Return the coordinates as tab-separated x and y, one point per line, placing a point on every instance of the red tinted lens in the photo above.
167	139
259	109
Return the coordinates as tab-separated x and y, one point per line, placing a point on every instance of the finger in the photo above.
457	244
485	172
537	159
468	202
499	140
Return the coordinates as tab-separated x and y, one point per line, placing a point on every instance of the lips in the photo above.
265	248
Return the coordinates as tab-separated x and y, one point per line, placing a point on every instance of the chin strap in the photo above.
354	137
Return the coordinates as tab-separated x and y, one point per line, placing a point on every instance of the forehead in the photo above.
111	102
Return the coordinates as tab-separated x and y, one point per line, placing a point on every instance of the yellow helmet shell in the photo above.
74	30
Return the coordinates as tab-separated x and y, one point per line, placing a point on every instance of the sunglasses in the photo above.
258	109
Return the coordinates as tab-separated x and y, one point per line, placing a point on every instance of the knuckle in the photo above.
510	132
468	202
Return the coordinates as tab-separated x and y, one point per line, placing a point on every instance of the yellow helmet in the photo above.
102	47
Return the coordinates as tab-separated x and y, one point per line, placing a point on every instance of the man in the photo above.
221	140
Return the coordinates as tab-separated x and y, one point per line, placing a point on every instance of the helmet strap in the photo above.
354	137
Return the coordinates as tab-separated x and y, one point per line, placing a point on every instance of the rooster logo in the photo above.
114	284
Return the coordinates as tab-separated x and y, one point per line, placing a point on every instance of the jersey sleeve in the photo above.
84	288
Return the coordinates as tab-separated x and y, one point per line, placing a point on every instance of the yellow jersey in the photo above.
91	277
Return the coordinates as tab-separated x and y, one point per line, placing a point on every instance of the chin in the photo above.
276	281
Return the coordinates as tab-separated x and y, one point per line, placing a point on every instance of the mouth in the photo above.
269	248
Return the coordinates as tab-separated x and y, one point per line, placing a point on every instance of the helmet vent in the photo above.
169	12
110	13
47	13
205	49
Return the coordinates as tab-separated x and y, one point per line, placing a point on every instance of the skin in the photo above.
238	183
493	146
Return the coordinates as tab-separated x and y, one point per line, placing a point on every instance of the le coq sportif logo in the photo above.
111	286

——————————

◆ WORK INSTRUCTIONS
A verbatim copy of all the entries above is requested.

◆ ANSWER FOR THIS EXERCISE
Return the coordinates as tab-separated x and y, one point per line, placing a point on every instance of the red tinted lens in the photo above.
167	139
259	109
Return the coordinates as tab-separated x and y, one point per line, placing a point on every instance of the finger in the photo above.
457	244
485	172
537	159
468	202
499	140
Return the coordinates as tab-separated x and y, one point per line, placing a point on every instance of the lips in the photo above.
265	248
Return the coordinates as tab-separated x and y, one point per line, placing a point on every instance of the chin strap in the photo above.
354	137
Return the coordinates as tab-separated x and y, one point per line, placing a point on every instance of the forehead in the photo above.
111	102
Return the coordinates as tab-separated x and y, one point per line, placing a point on every instance of the yellow helmet shell in the photo above.
74	30
Return the coordinates as tab-separated x and y, one point per line, placing a point on every instance of the sunglasses in the photo above.
258	109
Return the coordinates as tab-separated x and y, one point per line, placing a point on every instance of the knuckle in the photo above.
510	132
468	202
Return the coordinates as tab-separated x and y, one point per line, placing a point on every instance of the yellow helmet in the photo above.
102	47
Return the coordinates as tab-separated x and y, one point per line, placing a point on every instance of the man in the photo above.
221	140
Return the coordinates as tab-separated x and y, one point per line, placing a point on every instance of the helmet strap in the photo above.
354	137
Return the coordinates as tab-separated x and y, one point per line, placing a point on every instance of the rooster logo in the photo above.
114	284
Return the coordinates as tab-separated x and y, one point per line, placing a point on every instance of the jersey sleeve in the photo above.
84	288
Return the coordinates as tab-separated x and y, one point per line, placing a point on every instance of the yellow jersey in the photo above.
91	277
Return the coordinates as tab-separated x and y, one point per line, placing a point on every instance of the chin in the photo above.
276	281
Return the coordinates as tab-separated x and y, one point per line, placing a point on every instance of the mouth in the photo above.
269	248
Return the coordinates as tab-separated x and y, one point per line, placing a point on every instance of the helmet vent in the photo above.
169	12
110	13
47	13
205	49
Return the coordinates as tab-separated x and y, one point per line, placing a point on every instance of the skin in the photo above.
238	183
493	146
Return the coordinates as tab-separated x and y, one point per line, placing a point on every instance of the le coq sportif logo in the photo above.
111	286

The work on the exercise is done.